Selected passage:
──────────

It's time for shareholders to question why caregivers are among the lowest paid workers in New Zealand.
I see the aged care provider Ryman Healthcare is one of the best performing companies on the sharemarket, and has returned on average 19 per cent to its shareholders over the past decade. It has its sights set on becoming the No1 company on the New Zealand Stock Exchange.
Other aged care providers such as Metlifecare and Summerset are also performing well, and are fast becoming the darlings of the sharemarket.
That's great news for people with shares in these companies. But it provides little comfort for the 30,000 aged care workers in the sector, many of whom are paid at or just above the minimum wage.
The average wage for caregivers working in aged care is around $14.40 an hour, for work that is highly demanding and often stressful.
By contrast, the people who run companies such as Rymans and Metlifecare are paid well and enjoy excellent wages and conditions, according to company annual reports.
Some earn in excess of $500,000 a year, and are also allocated shares in the companies they run.
So perhaps it's time for shareholders to question why it is that caregivers, who provide the bulk of the care that these high performing companies are built on, are among the lowest paid workers in New Zealand.
Why can't some of the profits that are earned in the aged care sector trickle down to caregivers, so that they can earn a decent wage too?
Looking after frail older New Zealanders is extremely hard work, as former Human Rights Commissioner Judy McGregor discovered when she worked as a caregiver for a week last year.
Increasingly, caregivers are doing jobs that would normally be considered the domain of nurses, such as giving medication to residents without supervision, according to a Nurses Organisation survey.

──────────

Material provided:
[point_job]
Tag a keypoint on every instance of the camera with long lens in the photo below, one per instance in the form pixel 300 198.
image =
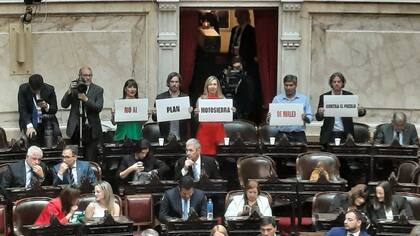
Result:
pixel 230 82
pixel 79 85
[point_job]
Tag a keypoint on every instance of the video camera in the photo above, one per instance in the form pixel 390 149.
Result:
pixel 79 85
pixel 230 81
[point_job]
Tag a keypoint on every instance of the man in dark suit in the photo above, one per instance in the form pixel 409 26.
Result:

──────────

Problem statement:
Reproduce the part of the article on caregiver pay that starts at the words "I see the aged" and stops after the words "of the sharemarket.", copying it word for word.

Expected answer:
I see the aged care provider Ryman Healthcare is one of the best performing companies on the sharemarket, and has returned on average 19 per cent to its shareholders over the past decade. It has its sights set on becoming the No1 company on the New Zealand Stock Exchange.
Other aged care providers such as Metlifecare and Summerset are also performing well, and are fast becoming the darlings of the sharemarket.